Records shown Block Start
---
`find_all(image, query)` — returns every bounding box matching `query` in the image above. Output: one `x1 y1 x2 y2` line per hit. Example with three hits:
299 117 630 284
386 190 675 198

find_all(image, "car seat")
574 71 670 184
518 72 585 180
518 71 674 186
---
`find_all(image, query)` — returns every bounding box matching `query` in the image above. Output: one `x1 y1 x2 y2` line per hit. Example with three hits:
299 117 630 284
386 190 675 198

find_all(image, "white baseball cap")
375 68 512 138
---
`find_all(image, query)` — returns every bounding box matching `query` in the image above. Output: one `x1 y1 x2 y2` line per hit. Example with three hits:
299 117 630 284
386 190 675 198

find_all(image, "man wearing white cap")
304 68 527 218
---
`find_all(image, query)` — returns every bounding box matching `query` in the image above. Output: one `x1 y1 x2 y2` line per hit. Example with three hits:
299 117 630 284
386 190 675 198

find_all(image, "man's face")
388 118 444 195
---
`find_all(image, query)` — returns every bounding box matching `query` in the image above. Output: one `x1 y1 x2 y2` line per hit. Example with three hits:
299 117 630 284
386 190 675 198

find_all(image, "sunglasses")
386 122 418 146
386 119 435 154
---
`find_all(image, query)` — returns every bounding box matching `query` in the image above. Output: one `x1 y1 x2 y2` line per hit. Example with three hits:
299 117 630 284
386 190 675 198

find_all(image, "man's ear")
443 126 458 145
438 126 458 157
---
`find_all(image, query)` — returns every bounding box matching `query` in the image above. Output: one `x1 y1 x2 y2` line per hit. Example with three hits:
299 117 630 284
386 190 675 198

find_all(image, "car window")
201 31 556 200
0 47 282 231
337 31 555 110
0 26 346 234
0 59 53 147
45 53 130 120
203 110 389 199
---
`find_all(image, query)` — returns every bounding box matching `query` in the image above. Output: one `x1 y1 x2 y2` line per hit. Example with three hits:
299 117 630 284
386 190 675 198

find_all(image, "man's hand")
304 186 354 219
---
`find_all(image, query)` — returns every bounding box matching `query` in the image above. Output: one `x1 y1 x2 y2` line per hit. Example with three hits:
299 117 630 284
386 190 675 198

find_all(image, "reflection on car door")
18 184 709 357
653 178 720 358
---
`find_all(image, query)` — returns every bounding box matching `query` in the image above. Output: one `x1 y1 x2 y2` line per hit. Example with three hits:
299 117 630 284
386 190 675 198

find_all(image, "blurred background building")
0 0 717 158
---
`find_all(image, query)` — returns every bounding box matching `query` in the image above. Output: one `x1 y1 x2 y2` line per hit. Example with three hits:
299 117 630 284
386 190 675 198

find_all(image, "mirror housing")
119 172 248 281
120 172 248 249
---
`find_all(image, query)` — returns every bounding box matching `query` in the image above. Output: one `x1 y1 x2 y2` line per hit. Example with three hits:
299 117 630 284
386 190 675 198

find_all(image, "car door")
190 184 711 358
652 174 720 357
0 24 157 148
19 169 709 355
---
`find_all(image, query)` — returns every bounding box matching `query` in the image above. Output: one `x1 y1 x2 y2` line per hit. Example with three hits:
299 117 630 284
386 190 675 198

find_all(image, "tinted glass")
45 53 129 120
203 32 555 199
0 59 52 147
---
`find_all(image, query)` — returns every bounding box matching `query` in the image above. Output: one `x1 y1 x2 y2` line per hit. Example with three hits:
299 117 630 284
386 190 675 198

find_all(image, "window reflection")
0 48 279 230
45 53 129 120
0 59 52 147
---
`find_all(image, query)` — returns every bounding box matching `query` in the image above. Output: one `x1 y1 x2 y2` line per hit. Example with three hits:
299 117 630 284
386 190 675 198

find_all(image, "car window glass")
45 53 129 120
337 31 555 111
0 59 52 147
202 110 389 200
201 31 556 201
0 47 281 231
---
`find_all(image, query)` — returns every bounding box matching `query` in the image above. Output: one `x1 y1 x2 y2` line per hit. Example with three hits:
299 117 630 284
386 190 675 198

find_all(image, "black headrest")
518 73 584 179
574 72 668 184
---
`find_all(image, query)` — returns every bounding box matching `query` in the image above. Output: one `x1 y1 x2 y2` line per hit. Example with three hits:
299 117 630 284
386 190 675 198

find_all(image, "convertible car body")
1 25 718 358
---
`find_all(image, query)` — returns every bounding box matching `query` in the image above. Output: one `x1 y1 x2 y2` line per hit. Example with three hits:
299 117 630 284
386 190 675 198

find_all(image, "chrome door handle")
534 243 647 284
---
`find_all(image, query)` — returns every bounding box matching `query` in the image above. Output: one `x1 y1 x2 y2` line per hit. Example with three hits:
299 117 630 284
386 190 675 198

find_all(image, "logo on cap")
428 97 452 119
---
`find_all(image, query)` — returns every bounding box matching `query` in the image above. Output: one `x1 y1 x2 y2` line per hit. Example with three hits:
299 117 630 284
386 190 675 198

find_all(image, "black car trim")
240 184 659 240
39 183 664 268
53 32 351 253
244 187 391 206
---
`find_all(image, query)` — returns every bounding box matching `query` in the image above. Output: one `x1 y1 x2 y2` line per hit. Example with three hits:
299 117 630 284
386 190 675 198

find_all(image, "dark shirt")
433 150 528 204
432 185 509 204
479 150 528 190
Records shown Block End
→ **Exercise goal**
Reply by returning the full set of records above exactly.

→ **Your solution**
---
`find_all(image, query)` — returns every bounding box matching `query` in the image above. Output: one `x1 y1 x2 y2` line per hit. Example with three hits:
299 117 630 284
386 190 675 198

find_all(image, "car seat")
574 71 670 184
518 72 585 180
518 71 674 186
---
`find_all(image, query)` — returns every bounding box matching `query` in the image above. Output: one `x1 y1 x2 y2` line per hit. Example with three hits:
299 117 630 284
386 190 675 198

find_all(image, "white baseball cap")
375 68 512 138
---
`find_all(image, query)` — returns every bounding box matching `query` in the image above. Output: one `x1 y1 x2 y2` line per hit. Example with three hits:
299 117 630 284
386 190 675 198

find_all(image, "man wearing white cap")
304 68 527 218
---
`find_all(image, query)` — returns every bounding box matching `query` in the image above. Output: one `x1 y1 x2 y2` line per hit. Example with three hits:
299 117 630 284
386 190 675 198

find_all(image, "man's face")
388 118 444 195
---
`find_all(image, query)` — returns every bounding box matching `query` in the image above. Output: one `x1 y1 x2 y2` line per hit. Example with three hits:
299 117 630 284
386 190 675 198

find_all(image, "sunglasses")
386 122 418 146
386 119 435 154
---
`find_all(image, query)` — returns every bounding box matching `query` in the image above. Output: one `x1 y1 x2 y2` line per hit. Example with three hits:
299 117 630 284
386 190 675 198

find_all(image, "man's ear")
443 126 458 145
438 126 458 157
---
`find_all(image, query)` — returns every bounding box matching `query` in the image above. Output: one `x1 y1 x2 y2` line per hit. Example with three hits:
299 117 630 284
386 190 675 198

find_all(image, "car window")
201 31 556 200
0 47 282 231
337 31 555 110
0 26 346 234
0 59 53 147
45 53 130 120
203 110 389 199
---
`find_all(image, query)` — returns every bounding box matching `query` in the image above. Output: one `x1 y1 x2 y2` line per hit. Example with three hits:
299 117 630 284
386 190 675 198

find_all(image, "man's hand")
304 186 354 219
---
`find_all(image, query)` — returns every bounding box matching `query` in the image above. Output: one `x1 y1 x2 y2` line per hit. Example with three hits:
299 117 630 284
386 190 675 198

find_all(image, "reflection on car door")
18 184 709 357
653 178 720 358
---
`find_all(image, query)` — returns every bounding box matching `query` in the image above. Output: one `x1 y1 x2 y2` line per hit. Example with three hits:
299 117 630 284
386 190 675 198

find_all(image, "blurred background building")
0 0 717 158
---
`find_all(image, query)` — returns every bounding box matching `query` in the image above. Output: one `x1 y1 x2 y2` line per hit. Example with three hits:
299 117 630 284
386 190 675 198

find_all(image, "mirror housing")
119 172 248 281
120 172 248 249
---
`find_all(image, query)` — returns every bounding box matching `query` in the image above. Output: one `x1 y1 x2 y2` line per hit. Example with three hits:
299 117 630 284
386 190 675 198

find_all(image, "car door")
190 184 711 358
652 174 720 357
0 24 157 148
19 169 709 355
---
`find_all(image, query)` — returns every bounding box matching `query` in the image above. Output: one `x1 y1 x2 y2` line per hit. Example with three hits:
299 117 630 284
386 190 675 198

find_all(image, "tinted glass")
45 53 129 120
203 32 555 199
0 59 52 147
---
`find_all(image, query)` — returns every bounding box matching `query` in the image above. Output: one `x1 y1 x2 y2` line per hit. Example with three hits:
299 117 630 284
386 190 675 198

find_all(image, "window reflection")
0 48 279 230
45 53 129 120
0 59 52 147
---
`find_all(image, query)` — returns every bounding box matching `query` in the image above. Output: one `x1 y1 x2 y2` line per hit. Example with three hits:
299 117 630 284
386 190 675 198

find_all(image, "car window glass")
45 53 129 120
337 31 555 111
0 59 52 147
202 110 389 200
201 31 556 201
0 47 281 231
---
`find_all(image, query)` — returns every bounding box matching `query` in the image above. Output: one `x1 y1 x2 y2` line per hit. Example with three hits:
299 117 630 284
386 190 675 198

find_all(image, "black headrest")
518 73 584 179
574 72 668 184
---
`find_all(image, query)` — returns every bounding box matching `query` in the image above. Output: one `x1 y1 x2 y2` line per hit. Example with three hits:
299 117 630 284
386 190 675 198

find_all(image, "convertible car body")
1 25 718 358
---
`find_all(image, query)` — returns every bounding box matching `query` in the image above. Output: one `x1 y1 x2 y2` line per hit. Example with three hits:
299 117 630 284
386 190 675 198

find_all(image, "chrome door handle")
534 243 647 284
---
`find_all(image, query)` — returns every bounding box matching `query` in the image above. Output: one `x1 y1 x2 y2` line per hit. Example with three hits:
299 117 630 284
386 190 675 198

find_all(image, "logo on cap")
428 97 452 119
---
`find_all(image, query)` — returns every bounding box matching `query` in the image above. Output: one `x1 y1 x2 y2` line per hit. Example with three hits:
299 117 630 284
386 190 675 198

find_all(image, "black car trim")
240 184 659 240
39 183 664 268
53 32 351 253
244 187 391 206
---
`find_all(image, query)` — returns every bounding box matching `query` in the image above. Output: one `x1 y1 x2 y2` line per hit. Example with three hits:
299 117 630 284
386 190 675 198

find_all(image, "dark shirt")
433 150 528 204
432 185 509 204
479 150 528 190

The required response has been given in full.